• [Page excerpt]:

Yet a wariness about vaccines persists; perhaps it’s even grown, in certain quarters, since we started getting immunized against COVID. Jennifer Reich, a medical sociologist at the University of Colorado at Denver, has found that some people who refuse vaccines may indeed be hung up on the thought of a needle entering their body. But they aren’t simply squeamish; they’re worried by the fact that injections are unnatural, that a shot administers medicine in a way that isn’t right. “I would love it if they would put more research into edible vaccinations,” one mother told her, “so that it goes through the digestive system rather than directly—bang!—into the bloodstream.”
This framing of injection as a shortcut into people’s bodies conveys another meaning, too: It suggests that shots have greater potency and purity than other forms of medication. As a medical technology, the needle “plays in these contradictory ways,” Reich told me; what makes it scary also makes it strong. If you really want a given treatment, then you might prefer the needle version to a pill, so that it is delivered—bang!—into your bloodstream, where presumably it acts with greatest force. Inject that Botox straight into my wrinkles, please. Let me shoot this muscle-building peptide right into my butt.

• [Record extracts]:
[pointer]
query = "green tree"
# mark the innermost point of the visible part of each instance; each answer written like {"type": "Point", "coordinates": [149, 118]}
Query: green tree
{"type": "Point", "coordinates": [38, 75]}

• [Required action 1]:
Repeat the part of the passage on injections from "This framing of" to "into my butt.".
• [Required action 2]:
Answer these questions using the passage on injections.
(a) At which university does Jennifer Reich work?
(b) What kind of vaccinations did one mother say she would love to see more research into?
(c) Which two products does the passage imagine someone wanting injected?

• [Solution 1]:
This framing of injection as a shortcut into people’s bodies conveys another meaning, too: It suggests that shots have greater potency and purity than other forms of medication. As a medical technology, the needle “plays in these contradictory ways,” Reich told me; what makes it scary also makes it strong. If you really want a given treatment, then you might prefer the needle version to a pill, so that it is delivered—bang!—into your bloodstream, where presumably it acts with greatest force. Inject that Botox straight into my wrinkles, please. Let me shoot this muscle-building peptide right into my butt.

• [Solution 2]:
(a) The University of Colorado at Denver.
(b) Edible vaccinations.
(c) Botox and a muscle-building peptide.